## [Task prompt]
Below are some records. Return exactly the lines from the one containing "Query: phone screen" through the one containing "Query: phone camera", both included, and only those.

BEGIN Recorded information

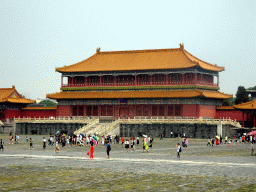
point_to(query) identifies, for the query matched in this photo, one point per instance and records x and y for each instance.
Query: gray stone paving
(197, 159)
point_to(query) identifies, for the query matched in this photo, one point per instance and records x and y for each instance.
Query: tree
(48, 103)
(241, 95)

END Recorded information
BEGIN Recorded information

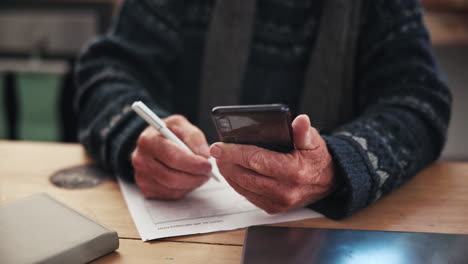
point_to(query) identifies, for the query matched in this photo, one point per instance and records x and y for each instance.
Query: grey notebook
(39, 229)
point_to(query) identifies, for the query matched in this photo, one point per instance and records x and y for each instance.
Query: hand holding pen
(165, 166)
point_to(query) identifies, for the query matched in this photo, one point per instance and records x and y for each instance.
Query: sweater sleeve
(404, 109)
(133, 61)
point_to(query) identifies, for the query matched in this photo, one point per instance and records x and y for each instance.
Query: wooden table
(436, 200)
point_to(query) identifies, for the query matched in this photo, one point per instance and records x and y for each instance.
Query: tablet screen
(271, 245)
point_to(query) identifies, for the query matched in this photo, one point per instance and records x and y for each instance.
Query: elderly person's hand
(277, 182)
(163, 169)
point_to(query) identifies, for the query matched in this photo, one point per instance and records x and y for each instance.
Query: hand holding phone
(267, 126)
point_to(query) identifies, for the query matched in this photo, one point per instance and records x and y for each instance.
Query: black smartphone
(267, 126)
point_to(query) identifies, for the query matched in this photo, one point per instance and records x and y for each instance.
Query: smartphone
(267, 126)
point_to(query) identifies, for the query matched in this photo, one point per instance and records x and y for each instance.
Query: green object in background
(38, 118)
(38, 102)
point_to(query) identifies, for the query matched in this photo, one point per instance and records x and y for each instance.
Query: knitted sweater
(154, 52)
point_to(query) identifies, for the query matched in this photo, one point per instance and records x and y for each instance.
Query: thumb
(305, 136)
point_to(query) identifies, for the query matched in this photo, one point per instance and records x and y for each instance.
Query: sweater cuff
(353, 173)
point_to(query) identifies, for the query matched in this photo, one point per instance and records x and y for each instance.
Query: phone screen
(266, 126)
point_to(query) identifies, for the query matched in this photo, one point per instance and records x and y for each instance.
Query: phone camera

END Recorded information
BEGIN Recorded information

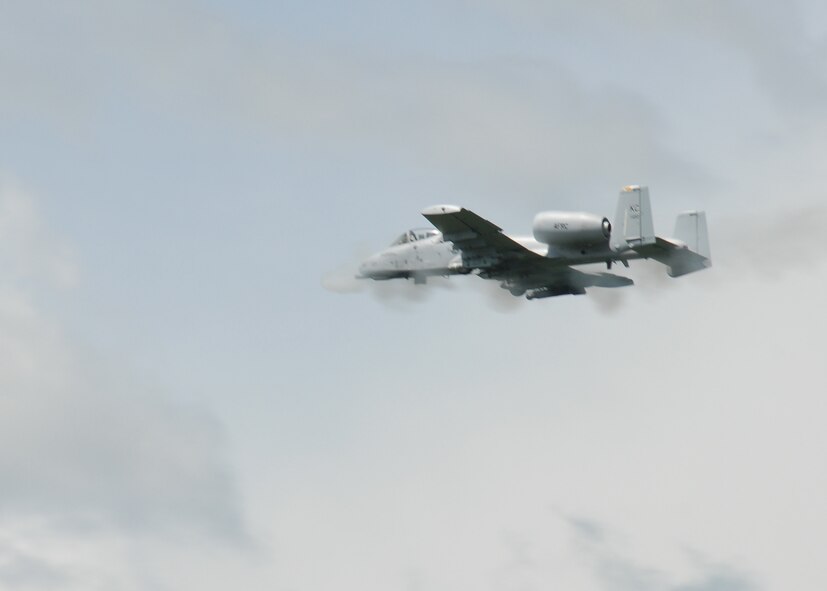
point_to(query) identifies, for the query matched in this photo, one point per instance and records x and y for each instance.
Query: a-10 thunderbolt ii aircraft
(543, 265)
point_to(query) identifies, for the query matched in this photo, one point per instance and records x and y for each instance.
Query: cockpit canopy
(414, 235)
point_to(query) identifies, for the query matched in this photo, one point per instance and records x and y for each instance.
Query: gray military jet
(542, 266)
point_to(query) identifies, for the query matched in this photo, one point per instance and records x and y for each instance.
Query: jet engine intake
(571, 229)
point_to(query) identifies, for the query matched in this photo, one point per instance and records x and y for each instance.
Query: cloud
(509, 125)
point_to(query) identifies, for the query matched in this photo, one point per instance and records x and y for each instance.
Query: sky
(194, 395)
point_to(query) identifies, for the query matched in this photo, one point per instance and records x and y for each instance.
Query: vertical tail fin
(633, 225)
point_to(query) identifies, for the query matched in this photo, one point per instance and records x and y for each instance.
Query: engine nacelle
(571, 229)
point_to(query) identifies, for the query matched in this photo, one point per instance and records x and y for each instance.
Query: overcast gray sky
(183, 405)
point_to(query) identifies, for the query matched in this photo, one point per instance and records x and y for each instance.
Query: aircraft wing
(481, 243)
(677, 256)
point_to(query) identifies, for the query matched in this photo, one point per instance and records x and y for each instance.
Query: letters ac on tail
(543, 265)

END Recorded information

## [Solution]
Query: phone screen
(266, 126)
point_to(query) identifies, for the query matched in this photo, one point per instance and records x and y for each instance.
Query: phone camera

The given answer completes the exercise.